■ **Excerpt to read**
---+---

The visual editor 600 may include code information 612 for the configuration file. For example, programming code for the configuration file may appear in the code information 612 . The code information 612 may be the code editor for the user to modify the code, or the code viewer for the user to display the code. In some implementations, changes to the configuration settings may be reflected in the code information 612 in real time. For example, portions that the user has changed may be highlighted for the user's reference. In some implementations, the code information 612 of the configuration file may further include two parts, representing the original configuration file and the updated configuration file. According to this embodiment, it is possible to reduce human error and improve the accuracy of configuration setting.

In some implementations, the visual editor 600 may include a switch 614 for the administrator to toggle between the visual editor and the code editor. In some implementations, the visual editor 600 may include a switch 616 for the administrator to toggle between standard mode and difference mode. In standard mode, the code information 612 may be displayed next to the visual editor. Inputs and changes from the visual editor may be reflected in the code information 612 in real time. In difference mode, code information 620 may be further displayed below the code information 612 to display the updated configuration file compared to the original configuration file of the code information 612 . In some implementations, the layout of the visual editor 600 may be flexibly adjusted according to actual needs.

In some implementations, the updated portion may be highlighted with an object 622, such as a shadow. In some implementations, if the parameter is malformed, a reference hint such as "Error: hours must be YYYY-MM-DD hh:mm:ss ([GMT]ZZ)" Supplemental messages 624 may be displayed as informative hints. In some implementations, guide objects 626, such as time pickers, date pickers, color pickers, etc., may be provided for the administrator to set parameters. In some implementations, a save button 628 may be provided for the administrator to confirm completion of the configuration settings.

---+---

■ **Goals**
1. Rewrite the passage on the visual editor, everything from "The visual editor 600 may include code" down to "of configuration setting.", with "code information" changed to "code panel" each time it appears.
2. Write the next part of the passage on the visual editor, picking up after its final sentence.

---+---

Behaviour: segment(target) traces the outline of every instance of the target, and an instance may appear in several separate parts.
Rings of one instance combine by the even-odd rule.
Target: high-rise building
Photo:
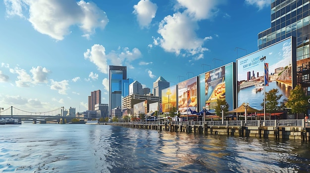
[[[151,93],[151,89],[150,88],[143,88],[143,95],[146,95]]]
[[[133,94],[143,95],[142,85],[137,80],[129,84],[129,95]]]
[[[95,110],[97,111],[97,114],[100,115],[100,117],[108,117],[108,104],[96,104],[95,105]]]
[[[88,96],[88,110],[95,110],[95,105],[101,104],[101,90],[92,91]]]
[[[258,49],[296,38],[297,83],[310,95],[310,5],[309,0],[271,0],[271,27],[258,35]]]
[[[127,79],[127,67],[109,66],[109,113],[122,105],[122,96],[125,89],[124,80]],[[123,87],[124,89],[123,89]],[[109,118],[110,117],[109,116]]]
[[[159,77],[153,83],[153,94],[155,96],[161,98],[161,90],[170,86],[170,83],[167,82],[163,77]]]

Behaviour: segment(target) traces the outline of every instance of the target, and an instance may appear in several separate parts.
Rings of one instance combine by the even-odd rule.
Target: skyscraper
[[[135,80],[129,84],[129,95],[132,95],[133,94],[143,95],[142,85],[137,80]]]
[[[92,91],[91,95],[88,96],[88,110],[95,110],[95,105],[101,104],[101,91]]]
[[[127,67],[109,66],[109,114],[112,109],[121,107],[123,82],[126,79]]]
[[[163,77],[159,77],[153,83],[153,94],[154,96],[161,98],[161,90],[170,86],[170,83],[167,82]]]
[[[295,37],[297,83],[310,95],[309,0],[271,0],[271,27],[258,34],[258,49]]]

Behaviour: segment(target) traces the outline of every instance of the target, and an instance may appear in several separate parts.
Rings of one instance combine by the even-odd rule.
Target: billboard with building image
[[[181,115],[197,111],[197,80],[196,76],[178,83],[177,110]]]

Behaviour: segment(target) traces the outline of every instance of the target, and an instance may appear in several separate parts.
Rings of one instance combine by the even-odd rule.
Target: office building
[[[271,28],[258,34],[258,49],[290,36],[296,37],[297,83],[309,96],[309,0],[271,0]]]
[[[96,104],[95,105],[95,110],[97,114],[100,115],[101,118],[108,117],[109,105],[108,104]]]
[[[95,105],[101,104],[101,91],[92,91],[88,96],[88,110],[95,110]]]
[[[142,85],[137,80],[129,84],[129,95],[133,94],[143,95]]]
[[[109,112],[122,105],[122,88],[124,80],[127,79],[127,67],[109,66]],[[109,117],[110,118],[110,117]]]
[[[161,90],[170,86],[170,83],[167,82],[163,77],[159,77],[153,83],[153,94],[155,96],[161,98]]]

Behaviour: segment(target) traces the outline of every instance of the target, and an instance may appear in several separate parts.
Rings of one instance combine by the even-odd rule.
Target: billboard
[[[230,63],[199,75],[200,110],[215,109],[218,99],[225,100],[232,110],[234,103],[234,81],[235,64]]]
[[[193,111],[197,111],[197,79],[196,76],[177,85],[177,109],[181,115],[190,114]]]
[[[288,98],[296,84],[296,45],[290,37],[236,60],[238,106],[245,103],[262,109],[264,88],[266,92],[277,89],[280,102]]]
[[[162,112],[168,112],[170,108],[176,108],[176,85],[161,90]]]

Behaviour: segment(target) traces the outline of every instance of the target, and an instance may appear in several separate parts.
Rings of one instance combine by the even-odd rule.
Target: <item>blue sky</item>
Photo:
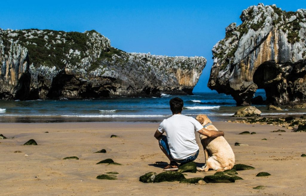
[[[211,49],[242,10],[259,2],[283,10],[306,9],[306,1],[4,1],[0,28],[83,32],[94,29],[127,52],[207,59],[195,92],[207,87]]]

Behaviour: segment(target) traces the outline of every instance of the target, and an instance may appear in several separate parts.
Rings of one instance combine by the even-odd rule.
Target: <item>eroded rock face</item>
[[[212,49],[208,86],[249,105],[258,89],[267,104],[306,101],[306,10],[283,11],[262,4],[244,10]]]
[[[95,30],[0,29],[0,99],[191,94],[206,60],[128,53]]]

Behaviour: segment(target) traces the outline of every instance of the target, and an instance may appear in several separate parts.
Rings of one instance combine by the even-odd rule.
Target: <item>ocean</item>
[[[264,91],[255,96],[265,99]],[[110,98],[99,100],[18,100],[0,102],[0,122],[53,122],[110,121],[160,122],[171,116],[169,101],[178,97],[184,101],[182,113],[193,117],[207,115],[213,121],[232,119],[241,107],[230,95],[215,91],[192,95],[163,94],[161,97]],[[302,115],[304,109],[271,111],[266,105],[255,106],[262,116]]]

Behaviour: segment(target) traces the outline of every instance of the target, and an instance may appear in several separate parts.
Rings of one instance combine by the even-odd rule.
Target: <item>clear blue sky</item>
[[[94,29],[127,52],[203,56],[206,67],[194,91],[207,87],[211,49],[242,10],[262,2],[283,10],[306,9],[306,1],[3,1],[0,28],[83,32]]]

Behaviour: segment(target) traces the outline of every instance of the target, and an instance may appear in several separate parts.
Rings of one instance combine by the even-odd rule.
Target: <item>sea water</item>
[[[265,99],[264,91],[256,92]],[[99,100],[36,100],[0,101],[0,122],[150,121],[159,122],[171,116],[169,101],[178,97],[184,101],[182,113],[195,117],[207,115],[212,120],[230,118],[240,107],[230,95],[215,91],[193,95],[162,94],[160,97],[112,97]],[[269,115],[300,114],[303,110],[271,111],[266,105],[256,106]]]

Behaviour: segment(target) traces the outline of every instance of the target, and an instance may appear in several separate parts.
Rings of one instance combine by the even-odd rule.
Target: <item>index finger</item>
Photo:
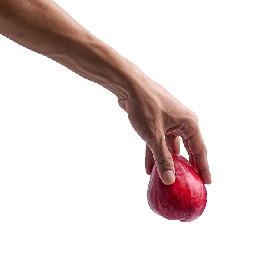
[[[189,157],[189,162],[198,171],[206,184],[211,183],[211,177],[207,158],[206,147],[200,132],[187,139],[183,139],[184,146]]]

---+---

■ **Answer list**
1.
The visual editor 600 may include code panel 612 for the configuration file. For example, programming code for the configuration file may appear in the code panel 612 . The code panel 612 may be the code editor for the user to modify the code, or the code viewer for the user to display the code. In some implementations, changes to the configuration settings may be reflected in the code panel 612 in real time. For example, portions that the user has changed may be highlighted for the user's reference. In some implementations, the code panel 612 of the configuration file may further include two parts, representing the original configuration file and the updated configuration file. According to this embodiment, it is possible to reduce human error and improve the accuracy of configuration setting.

2.
In some implementations, the visual editor may include a search bar for the user to search for the parameters, settings, and the like. The visual editor may include a pin feature for the user to pin configuration settings information, such as to the top of the visual editor. The visual editor may provide a history record for the user to check previous operations and the like. In some embodiments, the visual editor may further provide a definition editor for the technician to edit the definition file in real time. In some implementations, the visual editor may provide versioning functionality for the user to select versions of configuration data. In some embodiments, the visual editor may be designed and determined according to actual needs.

Next, the operation of the configuration setting system 2 having the above configuration will be described. FIG. 11 is a flow chart showing steps of a reading procedure in the configuration setting system 2. FIG. Once the technician has uploaded the configuration data to the database, the configuration unit 306 may retrieve the configuration data from the database (S520). In some implementations, the configuration unit 306 may store the configuration data in a local repository (S522). If there is new configuration data, the front end may retrieve the configuration data from the configuration unit 306 .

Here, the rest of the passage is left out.